- _Challenge 1_
Edit the entries below from the line with "Target: green headband" through the end of the entries, putting "boot sole" in place of "shoe sole" and changing nothing else. Leave the pictures out of your answer.

═════ Passage provided ═════

07 March 2010 By Cliff Taylor

So what exactly will this banking mess cost us taxpayers? Of course we won’t know the full answer for ten years or more.

Then, the National Asset Management Agency (Nama) will be wound up and we will finally calculate how much we got back from the loans which, according to the draft business plan, will cost us €54 billion.

This will be paid to the banks in bonds, so it is not cash upfront, but it is still an IOU from the taxpayer. It is still our cash.

While the balance between what we are paying for the bank loans and what they are actually worth will take years to crystallise, amore immediate bill looms on the horizon - the cost of recapitalising the banks.

We don’t yet know how much this will cost. This is because we have still to discover the extent of the writedowns on the loans transferred to Nama. We still don’t know how much capital the banks will be obliged to hold by the Central Bank. It is expected to aim for a Tier One ratio of around 8 per cent - in other words, for every €100 lent, the banks must hold €8 in capital in their reserves.

Crucially, a significant chunk of this will have to be in ordinary equity capital - cash from shareholders. This is one element of Tier One capital, which also includes other items such as investments from some classes of debt holders. Holding a high level of equity capital is seen as vital, as this is cash fully available to meet any losses.

At an Oireachtas joint committee hearing last week, Central Bank governor Patrick Honohan suggested that a ‘‘big bang’’ approach would be taken, forcing the banks to recognise their losses, not only on Nama loans, but also on non-Nama loans - and estimating what capital they would then need. Honohan indicated that, rather than dripping in extra capital as bad loans are gradually realised, stability must be restored more quickly by a ‘once and for all’ process, albeit one that will take some time to work through.

On the face of it, this would increase the chances of more state cash being needed this year, if the banks are forced to recapitalise quickly and take on new equity.

═════

- _Challenge 2_
Copy the banking article above word for word, from "Then, the National" to "recapitalising the banks.".

═════ The input ═════

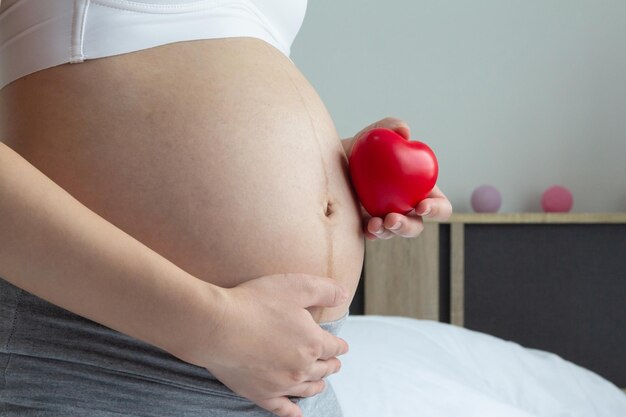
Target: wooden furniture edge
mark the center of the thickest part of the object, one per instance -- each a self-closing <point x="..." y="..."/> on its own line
<point x="535" y="218"/>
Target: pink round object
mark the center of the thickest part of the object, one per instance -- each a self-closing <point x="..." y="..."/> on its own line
<point x="557" y="199"/>
<point x="486" y="199"/>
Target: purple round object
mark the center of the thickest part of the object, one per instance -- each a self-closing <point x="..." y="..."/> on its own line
<point x="486" y="199"/>
<point x="557" y="199"/>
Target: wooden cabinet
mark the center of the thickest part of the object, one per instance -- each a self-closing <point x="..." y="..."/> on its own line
<point x="555" y="282"/>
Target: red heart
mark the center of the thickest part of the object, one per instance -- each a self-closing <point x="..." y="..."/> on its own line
<point x="391" y="173"/>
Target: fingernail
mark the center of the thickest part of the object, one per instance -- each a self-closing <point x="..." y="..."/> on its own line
<point x="396" y="226"/>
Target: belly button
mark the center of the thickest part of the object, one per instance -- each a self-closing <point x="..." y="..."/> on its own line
<point x="329" y="209"/>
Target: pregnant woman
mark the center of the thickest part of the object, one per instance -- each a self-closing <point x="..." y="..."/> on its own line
<point x="178" y="231"/>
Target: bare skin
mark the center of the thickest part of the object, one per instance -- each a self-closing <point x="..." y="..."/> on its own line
<point x="217" y="154"/>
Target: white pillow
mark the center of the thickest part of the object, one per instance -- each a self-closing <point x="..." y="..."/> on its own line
<point x="399" y="366"/>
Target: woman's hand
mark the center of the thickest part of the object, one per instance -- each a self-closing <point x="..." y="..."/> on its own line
<point x="436" y="206"/>
<point x="266" y="346"/>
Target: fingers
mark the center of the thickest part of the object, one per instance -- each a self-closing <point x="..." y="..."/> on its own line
<point x="323" y="368"/>
<point x="332" y="346"/>
<point x="281" y="406"/>
<point x="395" y="224"/>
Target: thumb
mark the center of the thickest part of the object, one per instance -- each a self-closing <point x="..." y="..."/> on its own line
<point x="319" y="291"/>
<point x="281" y="406"/>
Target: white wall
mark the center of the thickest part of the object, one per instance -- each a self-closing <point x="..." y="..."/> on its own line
<point x="521" y="94"/>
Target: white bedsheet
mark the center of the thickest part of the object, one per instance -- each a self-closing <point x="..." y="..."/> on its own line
<point x="405" y="367"/>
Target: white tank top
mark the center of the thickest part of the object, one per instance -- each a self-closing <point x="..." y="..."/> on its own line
<point x="39" y="34"/>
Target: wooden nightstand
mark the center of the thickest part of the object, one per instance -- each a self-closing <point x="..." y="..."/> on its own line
<point x="555" y="282"/>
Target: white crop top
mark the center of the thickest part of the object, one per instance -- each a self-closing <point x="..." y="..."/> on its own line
<point x="39" y="34"/>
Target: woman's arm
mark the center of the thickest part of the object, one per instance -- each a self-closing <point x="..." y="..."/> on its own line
<point x="53" y="246"/>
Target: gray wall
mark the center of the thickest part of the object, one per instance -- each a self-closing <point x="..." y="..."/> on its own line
<point x="518" y="94"/>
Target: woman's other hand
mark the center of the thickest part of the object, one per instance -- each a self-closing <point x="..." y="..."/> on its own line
<point x="436" y="206"/>
<point x="266" y="346"/>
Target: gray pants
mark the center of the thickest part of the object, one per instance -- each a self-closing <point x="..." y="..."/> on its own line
<point x="54" y="363"/>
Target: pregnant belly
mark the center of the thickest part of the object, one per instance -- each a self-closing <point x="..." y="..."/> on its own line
<point x="216" y="154"/>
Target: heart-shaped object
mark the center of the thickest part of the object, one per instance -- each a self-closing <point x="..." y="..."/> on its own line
<point x="391" y="173"/>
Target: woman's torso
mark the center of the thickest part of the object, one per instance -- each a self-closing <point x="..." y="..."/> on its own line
<point x="217" y="154"/>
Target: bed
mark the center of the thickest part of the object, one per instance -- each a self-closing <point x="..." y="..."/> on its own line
<point x="412" y="353"/>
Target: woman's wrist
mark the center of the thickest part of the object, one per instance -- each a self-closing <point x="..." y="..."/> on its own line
<point x="198" y="325"/>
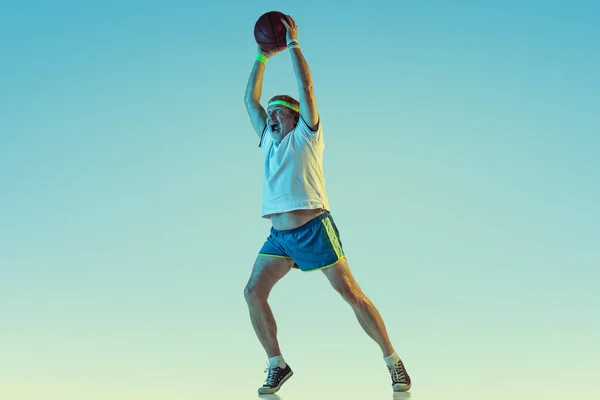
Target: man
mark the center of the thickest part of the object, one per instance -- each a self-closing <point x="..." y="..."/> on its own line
<point x="303" y="234"/>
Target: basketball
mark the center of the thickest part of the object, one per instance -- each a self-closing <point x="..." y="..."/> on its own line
<point x="269" y="31"/>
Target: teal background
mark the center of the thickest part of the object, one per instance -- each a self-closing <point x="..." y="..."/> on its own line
<point x="462" y="163"/>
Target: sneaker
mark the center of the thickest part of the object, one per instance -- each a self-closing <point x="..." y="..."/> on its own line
<point x="400" y="378"/>
<point x="276" y="377"/>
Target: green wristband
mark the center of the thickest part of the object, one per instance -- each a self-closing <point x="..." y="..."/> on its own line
<point x="262" y="58"/>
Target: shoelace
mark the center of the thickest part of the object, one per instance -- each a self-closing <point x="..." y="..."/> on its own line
<point x="398" y="373"/>
<point x="271" y="378"/>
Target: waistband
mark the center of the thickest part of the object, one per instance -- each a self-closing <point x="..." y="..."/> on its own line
<point x="308" y="224"/>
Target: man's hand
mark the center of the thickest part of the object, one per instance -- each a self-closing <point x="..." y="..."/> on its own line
<point x="291" y="27"/>
<point x="271" y="53"/>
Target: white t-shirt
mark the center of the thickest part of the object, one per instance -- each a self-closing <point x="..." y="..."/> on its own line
<point x="293" y="176"/>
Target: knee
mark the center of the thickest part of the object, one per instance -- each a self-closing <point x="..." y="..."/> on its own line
<point x="253" y="295"/>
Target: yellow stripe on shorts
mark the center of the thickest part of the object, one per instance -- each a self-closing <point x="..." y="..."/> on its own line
<point x="333" y="239"/>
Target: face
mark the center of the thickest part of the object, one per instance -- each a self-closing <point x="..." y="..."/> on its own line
<point x="280" y="121"/>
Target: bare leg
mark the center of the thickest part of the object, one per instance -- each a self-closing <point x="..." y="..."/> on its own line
<point x="368" y="316"/>
<point x="266" y="273"/>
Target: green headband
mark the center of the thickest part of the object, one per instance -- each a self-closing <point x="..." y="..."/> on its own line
<point x="286" y="104"/>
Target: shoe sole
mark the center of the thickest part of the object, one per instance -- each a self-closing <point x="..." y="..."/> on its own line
<point x="401" y="388"/>
<point x="276" y="388"/>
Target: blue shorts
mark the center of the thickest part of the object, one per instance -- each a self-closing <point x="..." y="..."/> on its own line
<point x="314" y="245"/>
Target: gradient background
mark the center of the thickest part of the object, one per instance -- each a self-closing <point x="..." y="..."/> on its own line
<point x="462" y="163"/>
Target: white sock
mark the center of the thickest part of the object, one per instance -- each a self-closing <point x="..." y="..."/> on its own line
<point x="277" y="361"/>
<point x="391" y="359"/>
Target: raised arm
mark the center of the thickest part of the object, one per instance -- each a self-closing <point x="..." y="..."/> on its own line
<point x="256" y="112"/>
<point x="308" y="105"/>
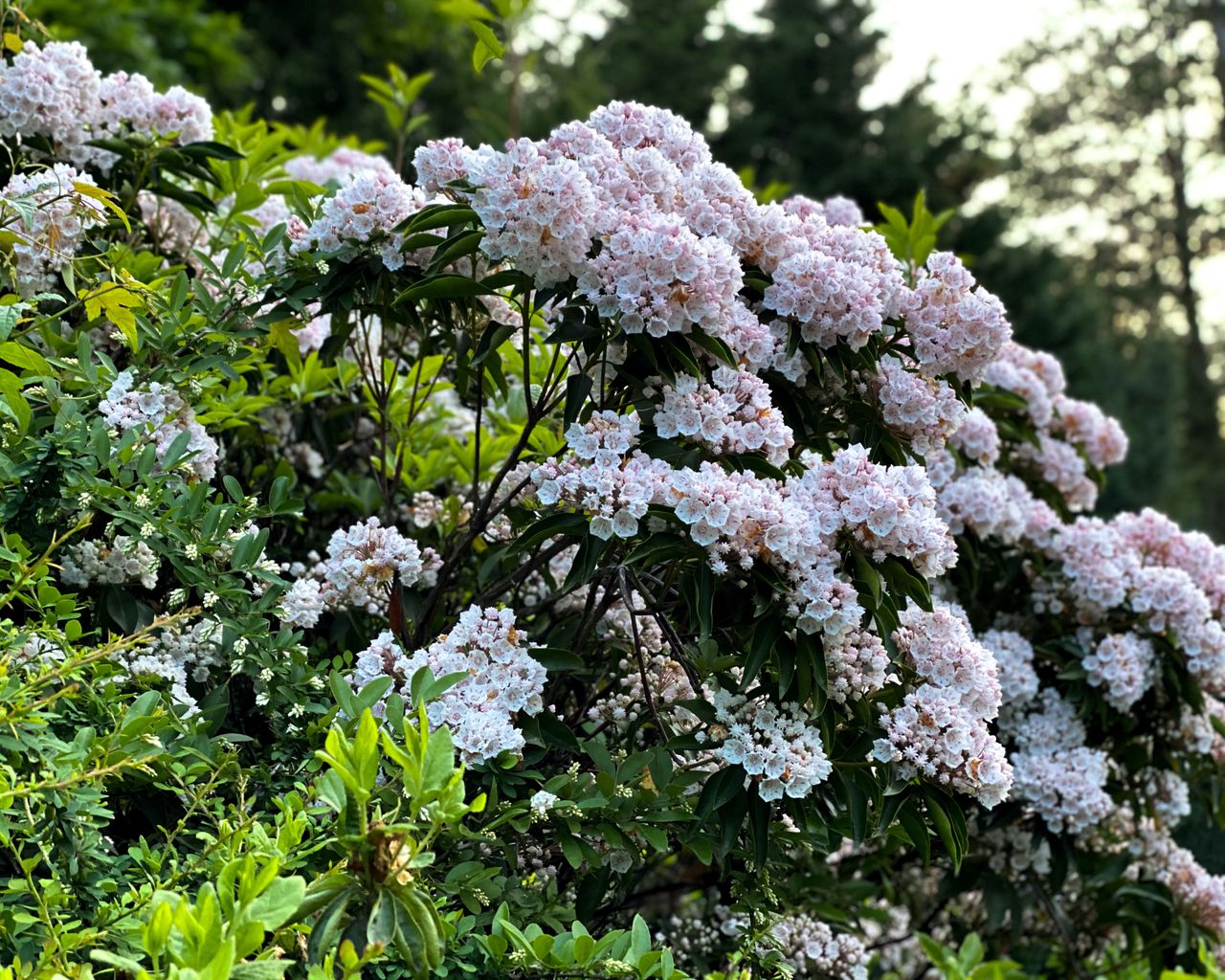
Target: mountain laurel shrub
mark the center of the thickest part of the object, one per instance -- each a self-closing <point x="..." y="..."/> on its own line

═════

- _Task solution 1_
Target: green headband
mark the center of the thickest part of the object, one per instance -- each a self-closing <point x="..." y="..."/> on its own line
<point x="286" y="104"/>
Target: boot sole
mark the center of the thickest part of the object, one per instance -- each a self-closing <point x="..." y="..."/> on its own line
<point x="401" y="388"/>
<point x="276" y="388"/>
Target: blue shorts
mark the center of the thickest part of the object, one per instance -- each a self-closing <point x="..." y="..."/> on its own line
<point x="314" y="245"/>
Target: gradient background
mark the center of the thickest part of the object, one per instance -- each a self-closing <point x="..." y="..."/> on its own line
<point x="462" y="163"/>
Target: white sock
mark the center of the thickest part of the object, one per instance -- each a self-closing <point x="..." y="..."/> on its own line
<point x="277" y="361"/>
<point x="391" y="359"/>
Target: raised arm
mark the center of the thickest part of the object, one per instance -- each a self-closing <point x="..." y="..."/> on its own line
<point x="256" y="112"/>
<point x="308" y="105"/>
Target: mountain laurel shrub
mark the center of the thickest part of the object, one per instance -- each a self-closing <point x="..." y="..."/> on its own line

- _Task solution 2_
Then, the National Asset Management Agency (Nama) will be wound up and we will finally calculate how much we got back from the loans which, according to the draft business plan, will cost us €54 billion.

This will be paid to the banks in bonds, so it is not cash upfront, but it is still an IOU from the taxpayer. It is still our cash.

While the balance between what we are paying for the bank loans and what they are actually worth will take years to crystallise, amore immediate bill looms on the horizon - the cost of recapitalising the banks.